◆ Task directions
Copy out the data that follows, from its start through the line containing "342 120 353 136", with every line kept, requests included. Scale each bounding-box coordinate in the answers by 1.65 and round it to a whole number, with halves going up, leaving the request wording and its numbers unchanged.

◆ Records to use
##############################
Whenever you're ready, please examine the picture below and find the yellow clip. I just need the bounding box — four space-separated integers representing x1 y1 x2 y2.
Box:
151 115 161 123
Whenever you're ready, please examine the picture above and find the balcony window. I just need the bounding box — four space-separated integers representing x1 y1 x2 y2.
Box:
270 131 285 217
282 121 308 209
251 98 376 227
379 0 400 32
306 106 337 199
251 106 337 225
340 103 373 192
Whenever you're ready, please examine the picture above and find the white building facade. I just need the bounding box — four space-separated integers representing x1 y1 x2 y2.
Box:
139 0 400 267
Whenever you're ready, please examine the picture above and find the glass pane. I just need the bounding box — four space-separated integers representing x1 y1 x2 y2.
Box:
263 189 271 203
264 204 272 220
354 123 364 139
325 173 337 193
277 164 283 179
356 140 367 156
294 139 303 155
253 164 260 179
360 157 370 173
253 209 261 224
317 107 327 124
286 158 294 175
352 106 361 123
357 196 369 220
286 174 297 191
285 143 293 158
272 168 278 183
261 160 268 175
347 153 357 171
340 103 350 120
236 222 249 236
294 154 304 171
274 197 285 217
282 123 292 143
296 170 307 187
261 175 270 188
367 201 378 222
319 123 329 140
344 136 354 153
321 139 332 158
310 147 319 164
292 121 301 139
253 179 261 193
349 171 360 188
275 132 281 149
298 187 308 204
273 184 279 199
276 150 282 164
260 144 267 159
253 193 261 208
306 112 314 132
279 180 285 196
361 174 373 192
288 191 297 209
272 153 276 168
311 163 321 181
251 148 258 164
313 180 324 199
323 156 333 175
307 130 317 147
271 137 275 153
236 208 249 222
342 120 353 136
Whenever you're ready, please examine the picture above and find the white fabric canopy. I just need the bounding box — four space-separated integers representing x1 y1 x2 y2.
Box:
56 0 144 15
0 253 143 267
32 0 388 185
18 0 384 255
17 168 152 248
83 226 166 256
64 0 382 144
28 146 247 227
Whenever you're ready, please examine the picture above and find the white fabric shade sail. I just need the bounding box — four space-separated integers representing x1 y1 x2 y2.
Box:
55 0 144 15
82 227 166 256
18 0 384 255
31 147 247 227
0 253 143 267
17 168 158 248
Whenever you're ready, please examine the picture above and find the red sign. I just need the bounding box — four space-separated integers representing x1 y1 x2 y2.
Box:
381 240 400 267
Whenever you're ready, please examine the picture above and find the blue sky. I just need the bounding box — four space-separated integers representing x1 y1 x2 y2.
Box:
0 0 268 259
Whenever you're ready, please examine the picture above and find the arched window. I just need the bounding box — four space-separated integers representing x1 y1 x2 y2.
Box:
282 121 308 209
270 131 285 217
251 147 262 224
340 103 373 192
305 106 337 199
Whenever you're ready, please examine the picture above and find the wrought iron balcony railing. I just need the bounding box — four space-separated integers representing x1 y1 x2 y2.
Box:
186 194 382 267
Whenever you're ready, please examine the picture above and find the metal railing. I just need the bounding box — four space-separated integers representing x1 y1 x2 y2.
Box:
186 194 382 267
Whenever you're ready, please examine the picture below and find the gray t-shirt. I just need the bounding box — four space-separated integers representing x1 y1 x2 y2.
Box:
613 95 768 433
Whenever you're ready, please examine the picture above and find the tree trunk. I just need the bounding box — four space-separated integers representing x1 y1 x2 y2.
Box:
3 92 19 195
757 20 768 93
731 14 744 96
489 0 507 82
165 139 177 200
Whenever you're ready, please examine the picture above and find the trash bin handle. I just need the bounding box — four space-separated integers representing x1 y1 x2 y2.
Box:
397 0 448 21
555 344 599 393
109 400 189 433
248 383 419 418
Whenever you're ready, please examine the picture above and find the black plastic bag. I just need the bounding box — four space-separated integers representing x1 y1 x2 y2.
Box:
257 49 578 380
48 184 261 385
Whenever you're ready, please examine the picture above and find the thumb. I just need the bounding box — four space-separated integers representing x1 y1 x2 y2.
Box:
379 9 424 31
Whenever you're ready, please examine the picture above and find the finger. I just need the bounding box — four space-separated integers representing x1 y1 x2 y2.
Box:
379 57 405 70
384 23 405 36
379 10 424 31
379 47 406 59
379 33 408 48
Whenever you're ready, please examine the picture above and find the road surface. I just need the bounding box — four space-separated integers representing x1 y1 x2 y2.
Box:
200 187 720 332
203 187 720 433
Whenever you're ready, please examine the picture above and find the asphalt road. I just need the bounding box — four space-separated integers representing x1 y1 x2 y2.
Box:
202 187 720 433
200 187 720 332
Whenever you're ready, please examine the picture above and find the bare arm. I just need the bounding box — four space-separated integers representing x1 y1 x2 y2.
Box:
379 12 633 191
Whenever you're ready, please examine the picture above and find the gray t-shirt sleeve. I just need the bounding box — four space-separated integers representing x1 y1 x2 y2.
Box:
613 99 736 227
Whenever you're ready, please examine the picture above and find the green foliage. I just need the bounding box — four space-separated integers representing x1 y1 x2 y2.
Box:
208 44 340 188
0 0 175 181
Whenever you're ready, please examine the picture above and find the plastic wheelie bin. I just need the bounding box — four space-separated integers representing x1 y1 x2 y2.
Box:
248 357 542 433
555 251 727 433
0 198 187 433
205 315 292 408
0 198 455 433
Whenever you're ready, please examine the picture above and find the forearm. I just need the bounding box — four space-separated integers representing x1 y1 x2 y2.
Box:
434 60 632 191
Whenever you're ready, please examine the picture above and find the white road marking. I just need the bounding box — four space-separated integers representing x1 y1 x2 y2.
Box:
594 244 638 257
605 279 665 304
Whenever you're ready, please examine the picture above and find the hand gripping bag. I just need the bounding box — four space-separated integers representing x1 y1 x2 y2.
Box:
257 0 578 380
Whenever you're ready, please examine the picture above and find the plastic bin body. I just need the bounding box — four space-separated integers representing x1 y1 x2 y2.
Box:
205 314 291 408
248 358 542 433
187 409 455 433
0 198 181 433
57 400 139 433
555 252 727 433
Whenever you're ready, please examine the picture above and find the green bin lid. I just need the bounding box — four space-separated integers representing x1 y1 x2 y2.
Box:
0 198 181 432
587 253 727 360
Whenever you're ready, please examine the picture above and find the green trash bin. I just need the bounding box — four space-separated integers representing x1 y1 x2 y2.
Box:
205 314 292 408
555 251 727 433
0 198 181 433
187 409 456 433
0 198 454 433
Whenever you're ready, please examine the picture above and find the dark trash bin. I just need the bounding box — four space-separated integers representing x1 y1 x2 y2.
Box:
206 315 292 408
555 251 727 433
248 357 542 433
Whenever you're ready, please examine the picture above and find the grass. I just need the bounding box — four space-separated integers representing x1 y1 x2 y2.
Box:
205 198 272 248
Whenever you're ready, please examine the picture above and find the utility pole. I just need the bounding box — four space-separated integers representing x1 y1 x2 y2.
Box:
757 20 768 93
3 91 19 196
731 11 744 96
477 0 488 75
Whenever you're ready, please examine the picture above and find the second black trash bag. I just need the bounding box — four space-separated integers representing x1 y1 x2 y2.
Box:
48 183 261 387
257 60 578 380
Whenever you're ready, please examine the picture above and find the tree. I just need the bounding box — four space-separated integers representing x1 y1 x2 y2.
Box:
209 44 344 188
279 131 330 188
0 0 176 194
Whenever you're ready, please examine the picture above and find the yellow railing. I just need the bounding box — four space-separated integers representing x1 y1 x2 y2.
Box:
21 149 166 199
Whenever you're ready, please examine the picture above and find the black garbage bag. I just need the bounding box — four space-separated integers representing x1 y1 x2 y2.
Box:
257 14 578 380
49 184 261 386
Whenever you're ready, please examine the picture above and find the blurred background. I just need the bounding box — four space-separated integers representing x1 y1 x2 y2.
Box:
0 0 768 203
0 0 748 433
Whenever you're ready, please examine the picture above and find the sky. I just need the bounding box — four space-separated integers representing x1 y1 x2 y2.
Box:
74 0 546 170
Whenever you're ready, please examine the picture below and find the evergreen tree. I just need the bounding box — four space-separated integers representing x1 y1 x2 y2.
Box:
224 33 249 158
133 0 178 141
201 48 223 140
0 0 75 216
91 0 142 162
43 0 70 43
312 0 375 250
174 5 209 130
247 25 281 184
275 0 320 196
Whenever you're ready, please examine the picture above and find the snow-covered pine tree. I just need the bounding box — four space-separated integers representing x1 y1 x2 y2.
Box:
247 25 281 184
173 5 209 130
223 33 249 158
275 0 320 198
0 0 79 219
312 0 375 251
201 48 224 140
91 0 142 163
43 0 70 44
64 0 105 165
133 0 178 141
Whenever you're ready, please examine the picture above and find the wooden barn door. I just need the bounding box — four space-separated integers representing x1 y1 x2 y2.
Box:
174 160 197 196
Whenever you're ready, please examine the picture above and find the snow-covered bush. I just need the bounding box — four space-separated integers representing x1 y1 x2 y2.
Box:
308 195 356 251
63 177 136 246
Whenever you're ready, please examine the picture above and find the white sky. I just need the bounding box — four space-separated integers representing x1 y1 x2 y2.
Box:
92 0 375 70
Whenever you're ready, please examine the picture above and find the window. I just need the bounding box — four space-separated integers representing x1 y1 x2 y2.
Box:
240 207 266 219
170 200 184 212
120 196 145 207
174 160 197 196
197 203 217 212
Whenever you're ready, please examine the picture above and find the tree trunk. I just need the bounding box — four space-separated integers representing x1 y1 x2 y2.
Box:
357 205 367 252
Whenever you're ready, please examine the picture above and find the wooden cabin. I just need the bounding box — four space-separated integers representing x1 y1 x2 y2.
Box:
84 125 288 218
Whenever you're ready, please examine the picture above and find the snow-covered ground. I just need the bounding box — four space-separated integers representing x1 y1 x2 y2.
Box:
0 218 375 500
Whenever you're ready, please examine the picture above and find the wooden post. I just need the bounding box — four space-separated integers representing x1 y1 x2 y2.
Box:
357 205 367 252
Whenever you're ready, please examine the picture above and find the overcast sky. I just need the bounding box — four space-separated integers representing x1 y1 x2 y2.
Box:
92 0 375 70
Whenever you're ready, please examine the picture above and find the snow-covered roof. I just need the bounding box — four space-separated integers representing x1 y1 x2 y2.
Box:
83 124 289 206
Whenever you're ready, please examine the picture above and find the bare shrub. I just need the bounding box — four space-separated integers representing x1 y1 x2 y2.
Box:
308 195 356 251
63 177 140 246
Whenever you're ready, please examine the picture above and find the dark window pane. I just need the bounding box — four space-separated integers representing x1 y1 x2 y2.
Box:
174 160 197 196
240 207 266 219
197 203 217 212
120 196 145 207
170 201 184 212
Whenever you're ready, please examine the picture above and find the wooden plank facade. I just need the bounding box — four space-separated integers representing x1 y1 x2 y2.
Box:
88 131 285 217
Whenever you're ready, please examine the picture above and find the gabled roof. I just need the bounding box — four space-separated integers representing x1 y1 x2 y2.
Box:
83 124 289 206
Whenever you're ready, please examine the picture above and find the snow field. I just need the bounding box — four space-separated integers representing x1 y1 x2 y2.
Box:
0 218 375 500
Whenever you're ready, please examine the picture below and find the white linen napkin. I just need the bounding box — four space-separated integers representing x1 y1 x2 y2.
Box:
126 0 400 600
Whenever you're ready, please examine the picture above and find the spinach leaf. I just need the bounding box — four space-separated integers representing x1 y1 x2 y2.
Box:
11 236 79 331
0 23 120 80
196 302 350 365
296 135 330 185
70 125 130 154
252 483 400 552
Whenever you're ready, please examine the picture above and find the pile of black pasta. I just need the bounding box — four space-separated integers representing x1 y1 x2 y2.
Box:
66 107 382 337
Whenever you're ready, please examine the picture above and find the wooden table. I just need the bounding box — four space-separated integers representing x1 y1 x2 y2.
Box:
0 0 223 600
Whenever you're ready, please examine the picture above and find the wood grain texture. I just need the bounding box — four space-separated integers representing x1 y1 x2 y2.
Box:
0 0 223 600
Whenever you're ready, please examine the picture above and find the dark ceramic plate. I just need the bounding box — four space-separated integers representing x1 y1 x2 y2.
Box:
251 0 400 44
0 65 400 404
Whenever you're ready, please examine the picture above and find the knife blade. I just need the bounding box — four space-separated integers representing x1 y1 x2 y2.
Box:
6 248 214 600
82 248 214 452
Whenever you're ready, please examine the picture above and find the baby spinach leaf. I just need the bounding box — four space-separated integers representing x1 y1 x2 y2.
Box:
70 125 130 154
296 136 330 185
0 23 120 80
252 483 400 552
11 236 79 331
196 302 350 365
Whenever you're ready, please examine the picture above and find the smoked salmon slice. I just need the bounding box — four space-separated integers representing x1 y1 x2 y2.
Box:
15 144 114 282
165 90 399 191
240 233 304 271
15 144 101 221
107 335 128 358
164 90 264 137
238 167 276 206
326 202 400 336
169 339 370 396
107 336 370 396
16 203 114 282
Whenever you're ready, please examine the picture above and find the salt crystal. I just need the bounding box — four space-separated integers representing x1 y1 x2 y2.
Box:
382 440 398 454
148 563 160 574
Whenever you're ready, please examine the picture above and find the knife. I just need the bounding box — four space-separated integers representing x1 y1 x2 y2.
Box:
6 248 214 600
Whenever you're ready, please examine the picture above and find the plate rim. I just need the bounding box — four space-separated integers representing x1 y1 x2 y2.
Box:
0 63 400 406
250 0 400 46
##############################
◆ Result
Whenever you're ready, please examine the picture below and find the yellow clip. I just need the bounding box — four space-separated integers representing x1 y1 x2 y2.
Box:
249 190 266 203
Whenever you're ready, please examine the picture above and find the balcony window. I just need the bounding box — four space-separated integers representing x1 y1 x2 y2.
Box:
446 216 470 358
465 200 508 345
414 162 620 375
625 0 660 53
505 175 556 328
414 175 556 371
561 170 615 317
Whenever you're ready, please examine the picture above and find the white building facade. I just need the bounding box — four space-separated integers representing x1 y1 x2 y2.
Box:
229 0 660 441
Whenever you're ready, please examine the picture above and find the glass pane. I just need the bounding box — four space-separated integers representing x1 y1 x2 y2.
Box:
434 312 447 335
436 337 449 363
584 203 601 229
536 285 556 318
457 271 467 295
587 231 606 257
485 229 500 256
417 271 429 295
594 259 611 285
417 345 431 370
523 177 540 205
472 261 485 289
581 175 596 203
589 323 609 363
472 287 490 315
470 236 483 261
449 277 459 302
431 264 442 289
573 252 589 282
561 170 578 198
389 366 411 389
485 254 502 282
452 325 470 358
465 203 482 236
488 281 507 309
431 289 446 310
606 332 624 366
526 203 543 231
568 224 584 252
530 229 548 261
512 243 526 271
482 200 497 229
417 295 431 318
576 282 594 310
454 218 464 246
492 309 508 337
450 304 460 328
455 248 465 271
429 238 441 262
417 318 431 343
505 185 518 218
460 297 470 323
596 287 615 317
475 315 490 345
449 252 455 277
513 269 530 299
414 244 426 271
516 297 535 328
533 257 549 289
507 215 523 243
447 226 454 252
389 343 411 366
564 198 582 224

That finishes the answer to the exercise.